Task instructions
• a. In the article on the G Acte wines, which Cabernet Franc clone dominated the Cabernet Franc part by 2012?
• b. Which clones of Cabernet Franc existed at Grand Village when the project began, according to the article on the G Acte wines? List every one.
• c. Reproduce the passage of the G Acte article starting with "Back in the" and going on through "complicated, ongoing transition.".

"G" Acte 1 to 8


Back in the mists of time, I remember Baptiste Guinaudeau, the tousled co-proprietor of Lafleur, unveiling a new wine at his parents’ family home, Grand Village. Christened “G Acte 1,” it was a blend of old Merlot vines and Cabernet Franc rooted not on Pomerol clay but on Fronsac limestone. Though it was just a barrel sample, I was both intrigued and impressed by this new addition to the portfolio, and since then I have tasted every vintage, though never together as a vertical. That was rectified last March when Guinaudeau’s indefatigable right-hand man, Omri Ram, came to London to show Acte 1 to 8, explaining how its raison d’être and composition have altered over the years, predicating its reincarnation in 2018. It has been a rather complicated, ongoing transition.

“The creation of a new vineyard aimed at making ’Grand Vin‘ takes a lot of time,” Ram explained, gesticulating wildly as ever, dropping the occasional “did he just say that?” expletive and barely pausing for breath. “It's difficult to separate the evolution of the vineyard into clear chapters. Instead, we should talk about a curve of evolution during which there is an important change. Simplifying things, we can say that the first phase of this project had two chapters: before Bouchet from 2009 to 2012 and after Bouchet from 2013 to 2016 [Ram uses the local name for Cabernet Franc]. But this project was and is in constant evolution, with changes and additions made every year.”

“The project started in 2009 with Acte 1, based on the best parcels of Merlot and the different clones of Cabernet Franc that existed at Grand Village, 326, 327 and 214.” Ram described these as “reference parcels,” ostensibly a testing ground for their new project. “Between 2010 and 2012 we gradually eliminated two of the three clones of Cabernet Franc after detecting an important difference in quality, so that by 2012 the Cabernet Franc part was dominated by the 214 clone, which gives small berries and a better skin-to-liquid ratio.”

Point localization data
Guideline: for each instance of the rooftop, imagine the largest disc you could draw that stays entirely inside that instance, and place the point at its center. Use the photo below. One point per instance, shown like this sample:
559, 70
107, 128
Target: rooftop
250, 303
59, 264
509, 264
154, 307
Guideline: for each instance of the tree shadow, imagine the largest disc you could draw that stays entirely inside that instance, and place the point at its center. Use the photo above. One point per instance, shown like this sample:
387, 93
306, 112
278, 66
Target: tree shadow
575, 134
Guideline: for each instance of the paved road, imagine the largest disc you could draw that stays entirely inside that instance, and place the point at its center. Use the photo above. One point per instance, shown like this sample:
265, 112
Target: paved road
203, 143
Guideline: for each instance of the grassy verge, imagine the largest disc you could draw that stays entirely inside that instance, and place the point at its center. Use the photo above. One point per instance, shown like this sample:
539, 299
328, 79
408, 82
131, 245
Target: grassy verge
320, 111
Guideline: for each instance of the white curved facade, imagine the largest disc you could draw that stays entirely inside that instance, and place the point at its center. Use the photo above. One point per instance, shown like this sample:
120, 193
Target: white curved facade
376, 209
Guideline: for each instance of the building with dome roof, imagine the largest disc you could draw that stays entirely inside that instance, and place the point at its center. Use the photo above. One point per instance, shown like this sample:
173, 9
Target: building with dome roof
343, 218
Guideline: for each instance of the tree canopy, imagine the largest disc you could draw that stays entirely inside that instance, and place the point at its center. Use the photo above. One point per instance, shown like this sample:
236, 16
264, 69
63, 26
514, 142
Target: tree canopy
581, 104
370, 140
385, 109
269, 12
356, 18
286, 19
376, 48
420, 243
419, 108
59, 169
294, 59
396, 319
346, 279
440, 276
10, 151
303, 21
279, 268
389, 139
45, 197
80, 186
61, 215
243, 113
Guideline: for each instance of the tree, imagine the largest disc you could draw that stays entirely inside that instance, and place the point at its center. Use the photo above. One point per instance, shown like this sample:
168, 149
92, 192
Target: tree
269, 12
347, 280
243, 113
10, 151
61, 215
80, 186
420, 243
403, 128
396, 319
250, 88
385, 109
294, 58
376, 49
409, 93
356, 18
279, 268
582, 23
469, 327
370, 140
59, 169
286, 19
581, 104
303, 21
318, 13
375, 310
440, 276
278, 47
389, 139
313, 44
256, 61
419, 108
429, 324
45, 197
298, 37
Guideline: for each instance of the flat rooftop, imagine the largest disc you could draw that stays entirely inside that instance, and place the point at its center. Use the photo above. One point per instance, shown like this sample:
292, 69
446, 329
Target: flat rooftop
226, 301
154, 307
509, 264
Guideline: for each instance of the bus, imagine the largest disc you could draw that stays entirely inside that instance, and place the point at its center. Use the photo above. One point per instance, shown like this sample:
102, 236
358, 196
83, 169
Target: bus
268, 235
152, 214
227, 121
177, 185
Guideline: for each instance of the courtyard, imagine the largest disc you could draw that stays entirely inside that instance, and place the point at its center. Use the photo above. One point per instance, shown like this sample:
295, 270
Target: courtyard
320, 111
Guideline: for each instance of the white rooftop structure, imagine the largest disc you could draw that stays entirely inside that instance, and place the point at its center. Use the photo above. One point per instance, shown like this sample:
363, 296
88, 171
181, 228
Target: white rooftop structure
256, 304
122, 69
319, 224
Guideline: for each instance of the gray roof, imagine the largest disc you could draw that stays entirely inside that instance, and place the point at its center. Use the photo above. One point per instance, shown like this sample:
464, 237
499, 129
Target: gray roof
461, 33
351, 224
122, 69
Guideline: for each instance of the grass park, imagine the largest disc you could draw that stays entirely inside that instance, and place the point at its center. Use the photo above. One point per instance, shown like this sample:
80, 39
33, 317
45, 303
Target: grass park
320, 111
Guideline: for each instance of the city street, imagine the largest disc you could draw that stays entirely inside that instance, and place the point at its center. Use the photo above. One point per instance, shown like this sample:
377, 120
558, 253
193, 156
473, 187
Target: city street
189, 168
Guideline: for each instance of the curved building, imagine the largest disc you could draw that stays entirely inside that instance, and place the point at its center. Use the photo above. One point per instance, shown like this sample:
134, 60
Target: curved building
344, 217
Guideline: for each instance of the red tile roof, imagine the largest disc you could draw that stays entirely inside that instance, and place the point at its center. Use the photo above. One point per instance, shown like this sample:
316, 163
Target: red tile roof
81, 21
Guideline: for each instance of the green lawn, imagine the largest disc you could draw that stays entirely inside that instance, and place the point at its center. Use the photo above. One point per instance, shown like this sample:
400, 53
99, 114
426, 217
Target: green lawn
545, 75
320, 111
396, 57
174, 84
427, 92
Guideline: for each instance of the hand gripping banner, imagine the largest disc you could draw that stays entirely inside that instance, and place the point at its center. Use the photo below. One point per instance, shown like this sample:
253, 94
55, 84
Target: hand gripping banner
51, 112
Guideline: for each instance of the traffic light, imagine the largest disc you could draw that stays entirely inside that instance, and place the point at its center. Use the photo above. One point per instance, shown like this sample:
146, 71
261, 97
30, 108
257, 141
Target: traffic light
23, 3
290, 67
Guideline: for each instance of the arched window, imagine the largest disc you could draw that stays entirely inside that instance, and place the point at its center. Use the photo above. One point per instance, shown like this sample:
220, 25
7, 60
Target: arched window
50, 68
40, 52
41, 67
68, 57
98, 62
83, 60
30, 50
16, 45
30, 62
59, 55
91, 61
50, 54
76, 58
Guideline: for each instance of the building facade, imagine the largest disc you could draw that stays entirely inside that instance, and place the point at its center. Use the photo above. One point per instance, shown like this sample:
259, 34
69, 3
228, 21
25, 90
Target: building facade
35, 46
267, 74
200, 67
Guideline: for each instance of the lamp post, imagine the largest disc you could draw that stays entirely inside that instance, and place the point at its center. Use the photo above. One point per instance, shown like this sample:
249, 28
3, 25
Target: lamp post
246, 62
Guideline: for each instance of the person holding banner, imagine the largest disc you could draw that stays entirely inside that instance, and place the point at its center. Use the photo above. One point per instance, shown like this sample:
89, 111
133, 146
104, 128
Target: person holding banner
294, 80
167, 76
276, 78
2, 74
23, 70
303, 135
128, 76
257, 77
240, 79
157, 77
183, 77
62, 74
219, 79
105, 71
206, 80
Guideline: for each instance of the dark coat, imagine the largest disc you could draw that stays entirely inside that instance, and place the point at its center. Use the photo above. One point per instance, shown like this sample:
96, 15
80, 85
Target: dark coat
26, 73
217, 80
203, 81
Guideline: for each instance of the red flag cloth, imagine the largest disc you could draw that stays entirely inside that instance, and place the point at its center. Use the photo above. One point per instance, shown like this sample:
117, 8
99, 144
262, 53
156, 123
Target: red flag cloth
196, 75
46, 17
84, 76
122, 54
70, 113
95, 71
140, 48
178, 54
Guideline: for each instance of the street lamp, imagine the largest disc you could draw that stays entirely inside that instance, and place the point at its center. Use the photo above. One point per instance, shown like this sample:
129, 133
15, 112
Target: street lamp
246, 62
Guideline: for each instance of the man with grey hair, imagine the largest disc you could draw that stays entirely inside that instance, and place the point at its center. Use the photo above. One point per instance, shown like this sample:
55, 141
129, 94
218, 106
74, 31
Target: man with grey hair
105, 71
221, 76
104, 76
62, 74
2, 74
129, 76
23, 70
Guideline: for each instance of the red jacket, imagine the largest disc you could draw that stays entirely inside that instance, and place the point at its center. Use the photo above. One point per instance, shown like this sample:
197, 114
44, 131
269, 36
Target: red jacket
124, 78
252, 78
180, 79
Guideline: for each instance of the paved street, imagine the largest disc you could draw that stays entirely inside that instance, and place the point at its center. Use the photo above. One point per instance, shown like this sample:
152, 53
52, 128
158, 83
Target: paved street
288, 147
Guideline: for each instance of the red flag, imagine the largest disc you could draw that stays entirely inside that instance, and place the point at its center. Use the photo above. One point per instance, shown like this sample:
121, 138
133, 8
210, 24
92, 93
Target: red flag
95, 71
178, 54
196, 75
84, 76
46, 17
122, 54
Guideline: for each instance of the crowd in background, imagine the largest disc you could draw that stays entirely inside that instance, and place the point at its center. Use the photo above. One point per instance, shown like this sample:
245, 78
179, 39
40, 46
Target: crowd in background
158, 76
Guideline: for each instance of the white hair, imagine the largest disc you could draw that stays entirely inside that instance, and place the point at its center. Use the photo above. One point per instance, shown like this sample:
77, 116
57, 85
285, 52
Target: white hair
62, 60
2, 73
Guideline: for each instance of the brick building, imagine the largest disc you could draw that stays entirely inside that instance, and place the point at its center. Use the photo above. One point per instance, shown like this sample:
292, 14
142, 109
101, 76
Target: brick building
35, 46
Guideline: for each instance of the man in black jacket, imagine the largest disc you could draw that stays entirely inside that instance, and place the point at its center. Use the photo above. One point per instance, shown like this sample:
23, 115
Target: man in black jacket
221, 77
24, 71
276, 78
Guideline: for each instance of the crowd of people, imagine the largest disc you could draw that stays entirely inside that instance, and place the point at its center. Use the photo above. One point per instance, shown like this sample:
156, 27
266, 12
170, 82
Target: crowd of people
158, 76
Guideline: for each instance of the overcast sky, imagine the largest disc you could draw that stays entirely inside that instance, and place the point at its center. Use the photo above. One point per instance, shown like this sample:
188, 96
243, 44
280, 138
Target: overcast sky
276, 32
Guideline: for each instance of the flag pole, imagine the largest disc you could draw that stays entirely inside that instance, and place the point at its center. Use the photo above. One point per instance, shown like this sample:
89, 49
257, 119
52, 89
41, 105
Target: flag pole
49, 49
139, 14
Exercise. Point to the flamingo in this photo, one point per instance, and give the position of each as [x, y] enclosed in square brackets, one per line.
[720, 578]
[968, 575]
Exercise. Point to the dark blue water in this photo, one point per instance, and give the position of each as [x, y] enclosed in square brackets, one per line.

Answers to the problems
• a. The 214 clone.

• b. 326, 327 and 214

• c.
Back in the mists of time, I remember Baptiste Guinaudeau, the tousled co-proprietor of Lafleur, unveiling a new wine at his parents’ family home, Grand Village. Christened “G Acte 1,” it was a blend of old Merlot vines and Cabernet Franc rooted not on Pomerol clay but on Fronsac limestone. Though it was just a barrel sample, I was both intrigued and impressed by this new addition to the portfolio, and since then I have tasted every vintage, though never together as a vertical. That was rectified last March when Guinaudeau’s indefatigable right-hand man, Omri Ram, came to London to show Acte 1 to 8, explaining how its raison d’être and composition have altered over the years, predicating its reincarnation in 2018. It has been a rather complicated, ongoing transition.